■ **Work task**
Report only how many lines below include "shade".

Data excerpts:
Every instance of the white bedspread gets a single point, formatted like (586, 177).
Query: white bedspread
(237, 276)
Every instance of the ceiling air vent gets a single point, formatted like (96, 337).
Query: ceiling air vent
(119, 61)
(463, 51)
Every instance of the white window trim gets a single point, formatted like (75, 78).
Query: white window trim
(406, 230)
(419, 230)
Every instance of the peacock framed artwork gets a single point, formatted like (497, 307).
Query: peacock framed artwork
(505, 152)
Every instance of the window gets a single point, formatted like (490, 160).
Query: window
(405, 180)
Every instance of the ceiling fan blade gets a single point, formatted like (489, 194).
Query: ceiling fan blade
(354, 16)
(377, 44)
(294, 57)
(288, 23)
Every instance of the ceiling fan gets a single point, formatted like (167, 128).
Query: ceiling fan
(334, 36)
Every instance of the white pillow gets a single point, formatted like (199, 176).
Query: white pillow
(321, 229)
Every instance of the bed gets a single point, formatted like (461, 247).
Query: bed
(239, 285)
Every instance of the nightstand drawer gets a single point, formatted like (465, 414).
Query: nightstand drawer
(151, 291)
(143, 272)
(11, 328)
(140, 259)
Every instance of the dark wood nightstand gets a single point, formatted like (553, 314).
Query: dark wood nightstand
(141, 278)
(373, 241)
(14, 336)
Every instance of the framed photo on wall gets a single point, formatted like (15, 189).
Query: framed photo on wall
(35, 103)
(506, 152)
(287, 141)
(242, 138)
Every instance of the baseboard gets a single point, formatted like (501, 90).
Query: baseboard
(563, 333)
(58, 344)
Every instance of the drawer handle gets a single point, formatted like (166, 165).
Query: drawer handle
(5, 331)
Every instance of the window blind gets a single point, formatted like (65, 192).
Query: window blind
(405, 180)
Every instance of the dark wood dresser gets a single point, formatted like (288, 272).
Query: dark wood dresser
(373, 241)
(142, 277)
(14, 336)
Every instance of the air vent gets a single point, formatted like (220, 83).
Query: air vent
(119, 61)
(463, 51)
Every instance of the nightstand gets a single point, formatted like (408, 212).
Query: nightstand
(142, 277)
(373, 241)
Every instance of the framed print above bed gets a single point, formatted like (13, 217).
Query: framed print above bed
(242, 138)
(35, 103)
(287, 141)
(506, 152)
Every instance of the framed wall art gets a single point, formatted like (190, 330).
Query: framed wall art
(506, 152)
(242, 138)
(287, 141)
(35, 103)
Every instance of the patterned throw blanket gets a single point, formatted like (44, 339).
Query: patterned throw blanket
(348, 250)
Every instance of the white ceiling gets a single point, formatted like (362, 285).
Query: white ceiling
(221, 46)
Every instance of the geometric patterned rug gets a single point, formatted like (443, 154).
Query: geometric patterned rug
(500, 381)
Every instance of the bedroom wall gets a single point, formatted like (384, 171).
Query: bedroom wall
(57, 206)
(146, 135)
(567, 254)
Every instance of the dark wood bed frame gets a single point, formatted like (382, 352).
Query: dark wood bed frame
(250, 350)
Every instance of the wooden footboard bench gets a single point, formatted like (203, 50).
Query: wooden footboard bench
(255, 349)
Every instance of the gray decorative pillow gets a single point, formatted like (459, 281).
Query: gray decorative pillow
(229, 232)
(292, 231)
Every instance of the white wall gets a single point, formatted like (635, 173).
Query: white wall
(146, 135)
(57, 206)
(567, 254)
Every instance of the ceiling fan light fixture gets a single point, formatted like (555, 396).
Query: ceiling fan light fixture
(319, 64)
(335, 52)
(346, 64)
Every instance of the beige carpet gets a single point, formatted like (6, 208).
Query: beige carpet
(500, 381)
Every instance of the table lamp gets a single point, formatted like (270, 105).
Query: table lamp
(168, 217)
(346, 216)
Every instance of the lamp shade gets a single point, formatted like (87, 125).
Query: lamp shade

■ **Answer to this exercise**
2